'''
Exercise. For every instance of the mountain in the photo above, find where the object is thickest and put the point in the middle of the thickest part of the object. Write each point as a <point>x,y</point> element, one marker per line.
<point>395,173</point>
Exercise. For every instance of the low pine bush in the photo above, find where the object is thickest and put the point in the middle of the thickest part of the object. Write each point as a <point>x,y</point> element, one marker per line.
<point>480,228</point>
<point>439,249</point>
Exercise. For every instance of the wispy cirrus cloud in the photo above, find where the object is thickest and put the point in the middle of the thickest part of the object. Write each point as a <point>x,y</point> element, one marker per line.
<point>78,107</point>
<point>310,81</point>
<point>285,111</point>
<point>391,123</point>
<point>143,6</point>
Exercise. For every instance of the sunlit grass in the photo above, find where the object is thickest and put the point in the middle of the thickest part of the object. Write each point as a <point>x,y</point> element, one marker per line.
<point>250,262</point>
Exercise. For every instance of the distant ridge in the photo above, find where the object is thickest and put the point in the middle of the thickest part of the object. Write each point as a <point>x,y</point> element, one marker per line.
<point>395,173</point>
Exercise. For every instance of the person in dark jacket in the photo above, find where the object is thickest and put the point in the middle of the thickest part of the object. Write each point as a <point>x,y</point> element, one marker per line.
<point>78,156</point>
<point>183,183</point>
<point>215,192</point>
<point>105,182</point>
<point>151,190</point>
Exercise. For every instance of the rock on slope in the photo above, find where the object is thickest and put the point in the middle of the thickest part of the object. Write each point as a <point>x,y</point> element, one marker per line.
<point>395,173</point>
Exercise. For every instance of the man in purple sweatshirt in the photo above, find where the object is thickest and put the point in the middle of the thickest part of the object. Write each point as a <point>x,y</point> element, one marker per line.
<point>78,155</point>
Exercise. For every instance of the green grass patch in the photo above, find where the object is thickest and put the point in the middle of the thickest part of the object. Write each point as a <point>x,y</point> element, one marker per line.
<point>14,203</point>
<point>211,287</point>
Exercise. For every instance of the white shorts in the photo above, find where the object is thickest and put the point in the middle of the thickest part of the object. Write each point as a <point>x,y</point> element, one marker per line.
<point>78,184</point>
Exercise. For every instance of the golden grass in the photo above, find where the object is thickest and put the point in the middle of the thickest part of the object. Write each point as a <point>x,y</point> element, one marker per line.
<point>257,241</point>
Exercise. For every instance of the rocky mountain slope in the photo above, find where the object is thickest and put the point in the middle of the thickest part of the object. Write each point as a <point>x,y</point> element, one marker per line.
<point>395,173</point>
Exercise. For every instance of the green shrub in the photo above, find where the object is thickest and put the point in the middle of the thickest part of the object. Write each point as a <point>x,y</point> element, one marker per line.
'''
Given exercise
In the lines above, change every "thickest part" to "widest part" and reproduce all of the lines with nothing else altered.

Written response
Exercise. For every instance of the mountain in the photo above, find where the object is thickest and put the point in the middle of the widest part of the object. Write each point as a <point>x,y</point> element, one marker per line.
<point>395,173</point>
Exercise. For every instance of the low pine bush in the photo above, find where the object is thickest and put the point in the middle of the widest part of the object. Write each point as a <point>x,y</point> element, one marker per line.
<point>480,228</point>
<point>439,249</point>
Exercise. For every instance of the wispy cirrus cloud in the photo above, find where the object is thickest and put the point in the middle of the widest part of the object. Write each point as a <point>x,y</point> element, one marker per line.
<point>78,107</point>
<point>310,81</point>
<point>285,111</point>
<point>391,123</point>
<point>143,6</point>
Exercise. For every instance of the sunlit grass in the photo above, find where the object is thickest and put the point in the middle of the widest part of the object. Write each point as a <point>x,y</point> element, one marker per line.
<point>250,262</point>
Exercise. For every instance of the distant ridge in the photo above, find where the object is thickest and put the point in the middle of the widest part of the object. Write each point as a <point>x,y</point> element, one marker per line.
<point>395,173</point>
Exercise. For every instance of the person in dark jacket in the photo above, find where the object is thickest and put the point in the middle of the widest part of the object. Write each point as a <point>x,y</point> element, one marker per line.
<point>78,156</point>
<point>183,183</point>
<point>215,192</point>
<point>105,182</point>
<point>151,190</point>
Exercise. For every instance of the rock on slope in the photo above, find where the object is thickest and put the point in the middle of the widest part of the object. Write each point as a <point>x,y</point> element, one marker per line.
<point>395,173</point>
Exercise. For every instance of the man in purple sweatshirt in the photo above, find where the object is thickest and put the point in the middle of the widest part of the object. Write each point as a <point>x,y</point> element, one marker per line.
<point>78,155</point>
Exercise. For every instance of the green grass patch in the photo above, find where the object is thickest and put the point in the middle of the widest part of the object. Write each point as a <point>x,y</point> element, one marker per line.
<point>14,203</point>
<point>211,287</point>
Exercise. For every instance of the white shorts in the photo above, find where the object is thickest and put the point in the middle of the widest part of the object. Write each point as a <point>x,y</point> element, one marker per line.
<point>78,184</point>
Exercise. For every instance of the golden grass in the photo above, find where the object is thickest and put the point in the middle of the widest part of the object. Write each point as a <point>x,y</point> element, one marker per line.
<point>257,241</point>
Exercise. For every instance of the rocky mountain slope in the photo above, find where the object is thickest and put the point in the middle of the widest part of the object. Write each point as a <point>x,y</point> element, one marker per line.
<point>395,173</point>
Exercise. For every instance of the green shrub in the photo above, find where the object is thickest and put the point in the middle of the widest part of the object. Write each point as a <point>x,y</point> element, one marker per line.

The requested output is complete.